● Problem to solve
Set the listing down again in full, word for word, with the pictures left out.

[Photo object pointing records]
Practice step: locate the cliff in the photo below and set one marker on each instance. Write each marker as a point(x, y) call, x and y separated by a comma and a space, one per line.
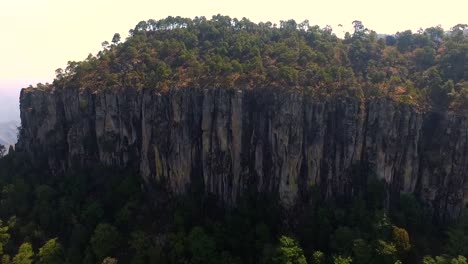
point(229, 141)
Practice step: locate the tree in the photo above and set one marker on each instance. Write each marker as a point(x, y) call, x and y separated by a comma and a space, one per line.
point(25, 254)
point(4, 236)
point(401, 239)
point(116, 38)
point(362, 251)
point(105, 240)
point(318, 257)
point(2, 151)
point(51, 253)
point(289, 251)
point(202, 247)
point(109, 260)
point(342, 260)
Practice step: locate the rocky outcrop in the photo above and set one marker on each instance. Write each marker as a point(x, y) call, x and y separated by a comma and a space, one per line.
point(231, 141)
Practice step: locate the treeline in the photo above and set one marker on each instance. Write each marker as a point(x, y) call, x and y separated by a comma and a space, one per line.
point(426, 68)
point(101, 215)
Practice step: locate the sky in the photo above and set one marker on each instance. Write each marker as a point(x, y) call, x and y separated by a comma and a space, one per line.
point(39, 36)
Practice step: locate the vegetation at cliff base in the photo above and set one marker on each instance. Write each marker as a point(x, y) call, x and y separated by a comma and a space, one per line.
point(102, 215)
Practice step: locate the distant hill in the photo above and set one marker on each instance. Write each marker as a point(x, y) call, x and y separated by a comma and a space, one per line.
point(8, 133)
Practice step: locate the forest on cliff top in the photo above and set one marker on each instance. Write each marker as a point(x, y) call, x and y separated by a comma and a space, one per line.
point(102, 215)
point(425, 68)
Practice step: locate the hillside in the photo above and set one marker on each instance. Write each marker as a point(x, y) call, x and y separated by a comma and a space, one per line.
point(226, 141)
point(9, 133)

● Response
Practice step: locate the cliff in the photo below and set one marker on each instance. Write each marker as a point(x, y) call, x and y separated by a comma and a space, one per line.
point(229, 141)
Practice step: locate the tree in the photo above and set one marker on each instance. Write each marker as a point(x, y) call, x and y separated by a comma and a space, one per line.
point(25, 254)
point(4, 236)
point(401, 239)
point(116, 38)
point(362, 251)
point(105, 240)
point(318, 257)
point(2, 151)
point(51, 253)
point(289, 251)
point(202, 247)
point(109, 260)
point(342, 260)
Practice step: locate the rocky outcrop in the photo above and set one marker on each instance. Write each marker as a point(x, y) call, x and y separated by a comma and a space, one per line.
point(231, 141)
Practice step: locate the treeline in the photo above and set one marker on each instance. Write each marker as a point(x, y) call, x and y separated by a comma and a space, one per line.
point(426, 68)
point(101, 215)
Practice step: locate the sky in the photo above and set one marker on each instance. Write each marker as a point(x, y) call, x and y separated by a comma and a space, one per line.
point(39, 36)
Practice step: locate the vegetation at cliff base in the photo above and set one marker on each instance. Write each marker as a point(x, y) call, x and y separated by a comma and a space, one per line.
point(102, 215)
Practice step: locate the distant hill in the photo above and set one marker on each instance. Write each marker as a point(x, y) call, x and y separated by a comma and a space, one per line.
point(8, 133)
Practice step: locate the forest on cliff top in the photo above and set one marker on each instance. Write each marker as a point(x, y) call, x and y separated by a comma and a space, one per line.
point(102, 215)
point(425, 68)
Practice step: locate the hillside in the photo above and set one marker on each instance. Write each marker as a point(x, y) call, x and y separated by a comma and a space, one per line.
point(226, 141)
point(9, 133)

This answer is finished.